Instructions to follow:
Turn every one of the items below into a numbered list, skipping any blank lines and leaving the pictures out of your answer.

— Begin Records supplied —

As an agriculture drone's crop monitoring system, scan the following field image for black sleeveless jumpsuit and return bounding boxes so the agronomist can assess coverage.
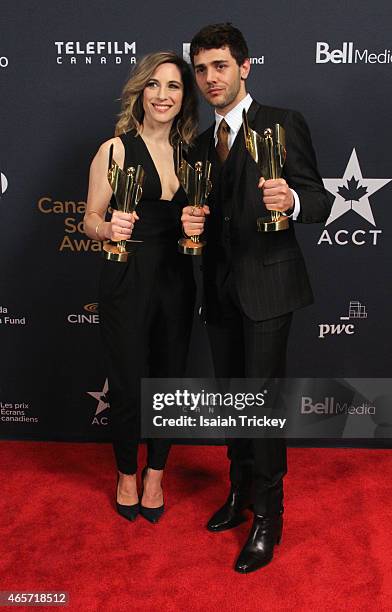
[99,131,195,474]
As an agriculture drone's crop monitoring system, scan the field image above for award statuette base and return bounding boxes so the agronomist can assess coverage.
[178,236,206,255]
[257,216,289,232]
[102,240,142,263]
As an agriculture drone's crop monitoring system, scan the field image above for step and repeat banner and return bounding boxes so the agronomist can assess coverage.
[0,0,392,446]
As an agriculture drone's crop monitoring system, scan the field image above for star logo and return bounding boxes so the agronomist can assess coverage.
[87,379,109,416]
[0,172,8,196]
[324,149,392,226]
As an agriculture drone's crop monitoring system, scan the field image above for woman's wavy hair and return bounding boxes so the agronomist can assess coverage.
[115,51,198,146]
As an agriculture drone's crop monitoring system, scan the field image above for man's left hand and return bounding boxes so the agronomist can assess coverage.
[258,177,294,212]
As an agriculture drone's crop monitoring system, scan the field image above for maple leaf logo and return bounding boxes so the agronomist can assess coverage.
[338,176,367,208]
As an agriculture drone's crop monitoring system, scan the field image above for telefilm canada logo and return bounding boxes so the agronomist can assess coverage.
[318,300,368,340]
[317,149,392,246]
[54,40,136,65]
[67,302,99,325]
[0,172,8,196]
[316,42,392,64]
[37,195,104,253]
[0,305,26,326]
[87,379,110,427]
[182,43,265,66]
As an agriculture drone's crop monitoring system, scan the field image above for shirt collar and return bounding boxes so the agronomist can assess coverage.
[214,94,253,138]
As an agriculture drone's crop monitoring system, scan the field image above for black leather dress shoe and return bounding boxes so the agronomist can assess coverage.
[234,513,283,574]
[140,466,165,523]
[207,489,250,531]
[116,474,140,521]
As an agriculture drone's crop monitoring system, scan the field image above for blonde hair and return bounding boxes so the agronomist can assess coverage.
[115,51,198,146]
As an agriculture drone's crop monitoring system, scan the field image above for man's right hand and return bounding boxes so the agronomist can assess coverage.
[181,204,210,236]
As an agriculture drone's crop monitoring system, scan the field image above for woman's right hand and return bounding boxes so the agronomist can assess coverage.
[105,210,139,242]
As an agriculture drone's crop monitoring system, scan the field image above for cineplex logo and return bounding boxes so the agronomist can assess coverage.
[54,40,136,65]
[182,43,264,65]
[318,300,367,339]
[87,379,109,425]
[317,149,392,246]
[67,302,99,325]
[301,397,376,415]
[0,172,8,195]
[316,42,392,64]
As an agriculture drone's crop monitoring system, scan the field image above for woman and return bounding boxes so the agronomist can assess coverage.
[84,52,197,523]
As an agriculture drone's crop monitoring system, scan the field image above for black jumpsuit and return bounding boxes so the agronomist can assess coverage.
[99,131,195,474]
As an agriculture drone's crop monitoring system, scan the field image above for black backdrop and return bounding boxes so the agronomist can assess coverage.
[0,0,392,445]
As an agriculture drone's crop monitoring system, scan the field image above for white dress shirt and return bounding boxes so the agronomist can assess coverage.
[214,94,301,221]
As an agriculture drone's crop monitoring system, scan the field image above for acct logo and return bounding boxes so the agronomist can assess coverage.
[0,172,8,195]
[316,42,392,64]
[54,40,136,65]
[182,43,264,64]
[87,379,110,425]
[67,302,99,325]
[318,300,367,339]
[317,149,392,246]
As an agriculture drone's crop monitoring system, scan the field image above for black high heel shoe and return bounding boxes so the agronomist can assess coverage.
[140,466,165,523]
[116,474,140,521]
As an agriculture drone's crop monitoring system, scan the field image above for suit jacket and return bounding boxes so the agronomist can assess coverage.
[189,101,331,322]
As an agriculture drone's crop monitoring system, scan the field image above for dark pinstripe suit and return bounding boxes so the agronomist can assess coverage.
[190,101,330,514]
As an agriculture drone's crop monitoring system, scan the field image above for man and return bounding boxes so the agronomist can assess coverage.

— End Records supplied —

Written reply:
1. As an agriculture drone's crop monitoring system, scan the following field image for black sleeveless jumpsuit and return bounding boxes so the agronomist can assess coverage.
2. [99,131,195,474]
3. As an agriculture drone's crop monitoring system, scan the field image above for award statuette base and return bounding boxes so the agronomist can assess coverage.
4. [178,236,206,255]
5. [257,216,289,232]
6. [102,240,142,263]
7. As an agriculture drone's crop monitoring system, scan the field image above for step and repeat banner and return bounding boxes so the agronomist can assess coverage.
8. [0,0,392,446]
9. As an agriculture drone's crop monitoring system, scan the field image above for star logo and return bounding boxes so the agronomist can assess coverage.
10. [87,379,109,416]
11. [0,172,8,196]
12. [324,149,392,226]
13. As an agriculture drone's crop monitoring system, scan the field image above for woman's wavy hair and return bounding boxes so the agronomist can assess coverage.
14. [115,51,198,146]
15. As an agriculture drone's crop monitoring system, scan the field image above for man's left hand and return bounding boxes so the agronomist can assess coverage.
16. [258,177,294,212]
17. As an agriculture drone's crop monitoring system, scan the field image above for maple leaf logo and return bounding boxes so the agronomist can assess coverage.
18. [338,176,367,208]
19. As an agriculture drone's crop monitoring system, scan the field image above for telefilm canada logo and return bounding boxes so the agronomist can assess coverage.
20. [318,300,368,340]
21. [317,149,392,246]
22. [54,40,136,65]
23. [67,302,99,325]
24. [0,172,8,196]
25. [316,42,392,64]
26. [37,195,104,253]
27. [0,305,26,326]
28. [87,379,110,427]
29. [182,43,265,66]
30. As an agriculture drone's crop monitoring system, scan the field image above for shirt collar and return bounding boxes so the agronomist can assess coverage.
31. [214,94,253,138]
32. As an agriculture drone's crop monitoring system, scan the field image above for black leather dress shoe and return bounding boxes so the agronomist can assess coverage.
33. [234,513,283,574]
34. [140,466,165,523]
35. [207,489,250,531]
36. [116,474,140,521]
37. As an agriculture drone's crop monitoring system, scan the field image above for blonde hair and return bounding boxes so the agronomist can assess coverage.
38. [115,51,198,146]
39. As an agriculture drone's crop monitoring system, scan the field image above for man's right hand and return bounding boxes so the agronomist can assess coverage.
40. [181,204,210,236]
41. As an agriculture drone's crop monitoring system, scan the field image above for woman's right hand and return bounding boxes so the agronomist can assess coverage.
42. [105,210,139,242]
43. As an agriculture drone's crop monitoring system, scan the field image above for cineplex logo and return bounding boxes so the agronomist can assess coverage.
44. [54,40,136,65]
45. [182,43,264,65]
46. [318,300,367,339]
47. [87,379,109,425]
48. [317,149,392,246]
49. [67,302,99,325]
50. [301,397,376,415]
51. [0,172,8,195]
52. [316,42,392,64]
53. As an agriculture drone's crop monitoring system, scan the field image above for woman and return bounding boxes so the agronomist can assess coverage.
54. [84,52,197,523]
55. As an agriculture drone's crop monitoring system, scan the field image above for black jumpsuit and return bounding boxes so the agronomist can assess coverage.
56. [99,131,195,474]
57. As an agriculture drone's crop monitoring system, scan the field image above for black backdrop and return bounding boxes so the agronomist can assess coverage.
58. [0,0,392,445]
59. As an agriculture drone's crop monitoring system, scan the field image above for white dress shirt and return bounding boxes so the agronomist can assess coverage.
60. [214,94,301,221]
61. As an agriculture drone's crop monitoring system, scan the field image above for acct logo and return bounding boxes so the agronomist can assess coverage.
62. [0,172,8,195]
63. [316,42,392,64]
64. [54,40,136,65]
65. [182,43,264,64]
66. [87,379,110,425]
67. [67,302,99,325]
68. [318,300,367,339]
69. [317,149,392,246]
70. As an agriculture drone's crop monitoring system, scan the field image above for black high heel shoe and return bounding boxes so the agronomist can assess coverage.
71. [140,466,165,523]
72. [116,474,140,521]
73. As an agriculture drone's crop monitoring system, scan the field image above for suit jacket and return bounding boxes so the agronomist can assess coverage.
74. [189,101,331,322]
75. As an agriculture drone's crop monitoring system, scan the field image above for dark pinstripe suit and return bounding boxes so the agronomist can assess coverage.
76. [190,101,330,514]
77. As an agriculture drone's crop monitoring system, scan the field image above for man and return bounding boxes so the agronomist can assess coverage.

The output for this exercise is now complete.